| 課題文 |
******
資格を喪失したにもかかわらず、「傷病手当金」を継続的に受け取っていた方が、老齢退職年金を受給していたら、原則的には「傷病手当金」の支給は受けられなくなる。ただ、老齢退職年金の金額を360で割った金額が、「傷病手当金」の日額を下回っていた際には、その差額分が「傷病手当金」として支給される。

●労災保険から休業補償給付を受けている

業務外の病気やケガにより仕事を休んでいても、労災保険から休業補償給付を受給していた場合には、その期間中での「傷病手当金」は受け取れない。ただ、休業補償給付の日額と「傷病手当金」の日額を比べた時に、前者の方が少ない場合には、差額分を「傷病手当金」として支給される。

●出産手当金を受けている

出産手当金を給付されていたら、「傷病手当金」は受け取れない。出産手当金とは、女性が出産を理由に会社を休んでいる期間で給料が支払われない場合に支給される制度を言う。もし、出産手当金と「傷病手当金」をもらう期間が重なる場合には、前者が優先されることとなる。ただし、「傷病手当金」の金額が出産手当金の金額よりも多い場合は、その差額分は支給される。

「傷病手当金」の支給額と計算方法・期間

次に、「傷病手当金」はいくらもらえるのか、どのように計算するのか、どのくらいの期間に渡って受け取れるのかを紹介しよう。

●支給額と計算方法

「傷病手当金」の支給額は、給料のおよそ3分の2である。具体的には、1日当たりの支給額が計算されて1日単位で支給される。計算式は、支給開始日から遡って12ヵ月間の各標準報酬月額の平均額÷30日×2/3となる。なので、標準報酬月額が30万円の場合には1日当たりの手当金が6,667円。月あたりが20万円となる。なお、ここでいう標準報酬月額には給与だけでなく、残業手当や通勤手当、住宅手当なども含まれる。
******
| 記録一覧 |
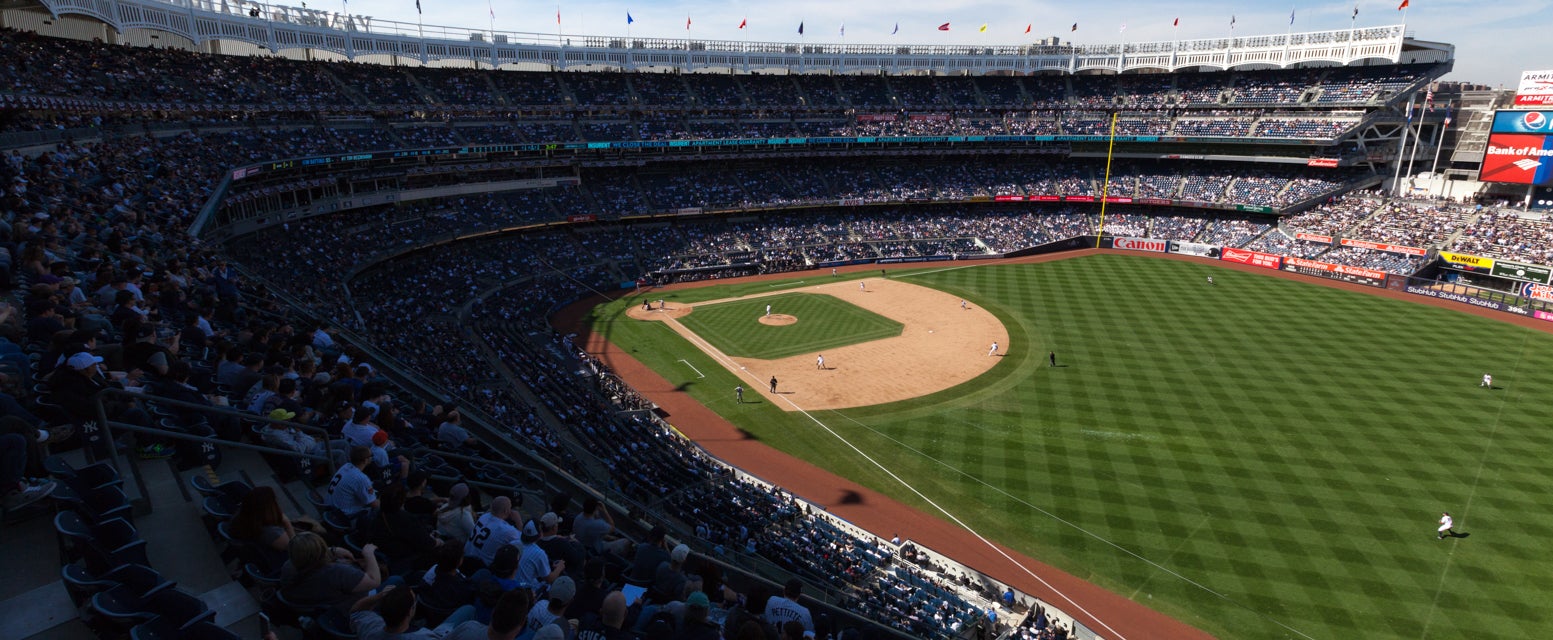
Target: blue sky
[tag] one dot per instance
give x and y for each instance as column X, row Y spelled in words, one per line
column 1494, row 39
******
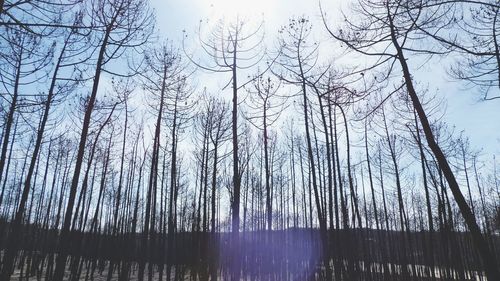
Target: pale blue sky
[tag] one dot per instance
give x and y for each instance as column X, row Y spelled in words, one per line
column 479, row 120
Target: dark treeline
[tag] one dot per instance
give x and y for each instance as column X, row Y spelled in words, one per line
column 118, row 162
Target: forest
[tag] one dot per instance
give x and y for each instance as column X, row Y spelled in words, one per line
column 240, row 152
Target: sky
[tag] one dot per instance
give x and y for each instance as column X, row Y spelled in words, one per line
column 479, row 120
******
| 演習課題 |
1 > 課題文の「資格を喪失したにもかかわらず」から「は、その差額分は支給される。」までを、両端の語句も含めて一字も変えずに返してください。
2 > 課題文によると、出産手当金と「傷病手当金」をもらう期間が重なる場合、どちらが優先されますか。
一覧は、課題文とは別の出典から取ったものです。

| 演習の解答 |
1 >
資格を喪失したにもかかわらず、「傷病手当金」を継続的に受け取っていた方が、老齢退職年金を受給していたら、原則的には「傷病手当金」の支給は受けられなくなる。ただ、老齢退職年金の金額を360で割った金額が、「傷病手当金」の日額を下回っていた際には、その差額分が「傷病手当金」として支給される。

●労災保険から休業補償給付を受けている

業務外の病気やケガにより仕事を休んでいても、労災保険から休業補償給付を受給していた場合には、その期間中での「傷病手当金」は受け取れない。ただ、休業補償給付の日額と「傷病手当金」の日額を比べた時に、前者の方が少ない場合には、差額分を「傷病手当金」として支給される。

●出産手当金を受けている

出産手当金を給付されていたら、「傷病手当金」は受け取れない。出産手当金とは、女性が出産を理由に会社を休んでいる期間で給料が支払われない場合に支給される制度を言う。もし、出産手当金と「傷病手当金」をもらう期間が重なる場合には、前者が優先されることとなる。ただし、「傷病手当金」の金額が出産手当金の金額よりも多い場合は、その差額分は支給される。

2 > 出産手当金が優先されます。